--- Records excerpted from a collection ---
::::::
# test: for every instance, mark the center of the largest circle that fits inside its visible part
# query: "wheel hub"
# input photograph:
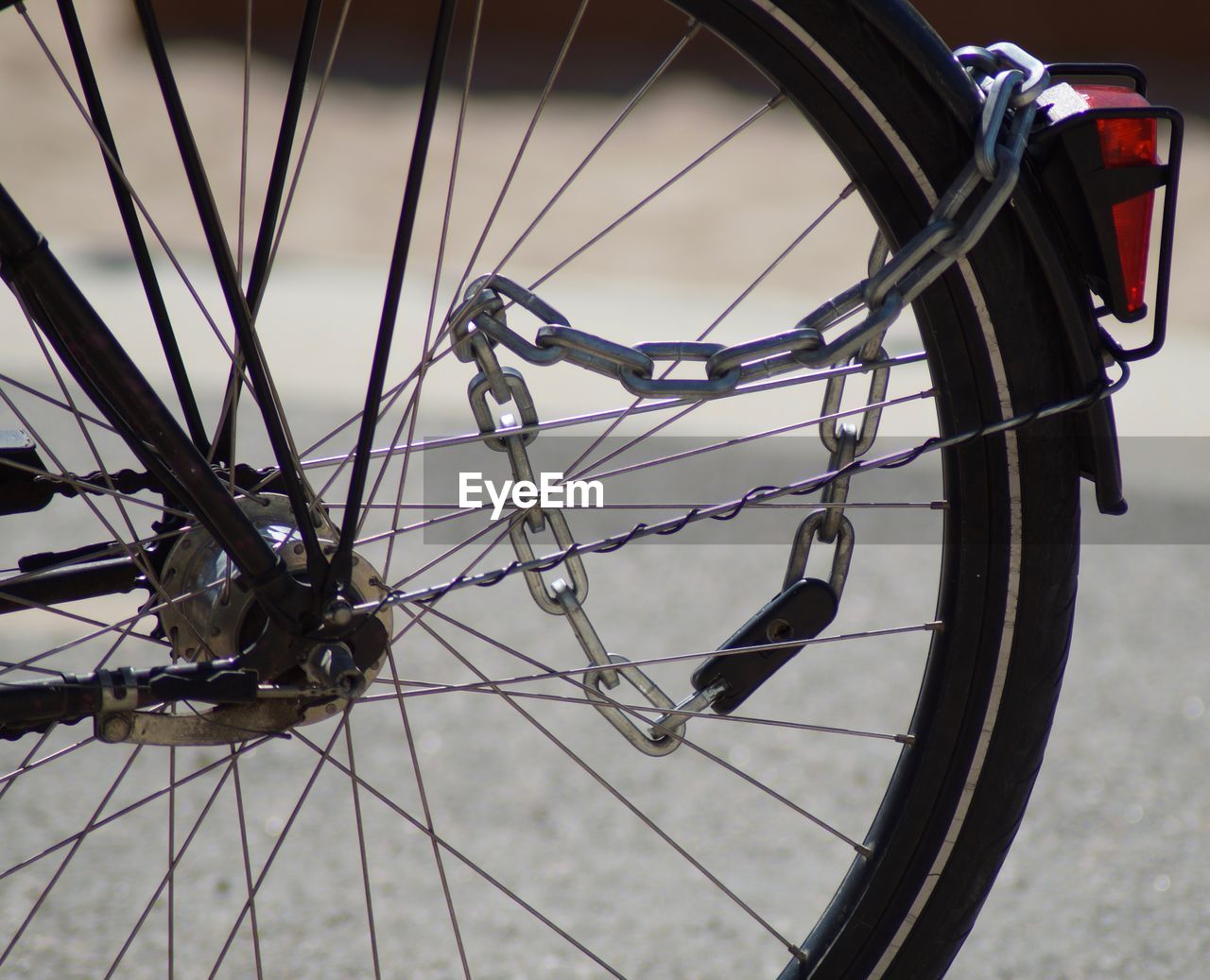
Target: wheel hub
(212, 613)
::::::
--- Prompt ---
Set down each of the records precisely, leaving any pictures behind.

--- Reply to the task ---
# test: for every instance, mark the center of the largest circle that fits inside its visible part
# query: "wheel hub"
# input photograph:
Target: wheel hub
(212, 613)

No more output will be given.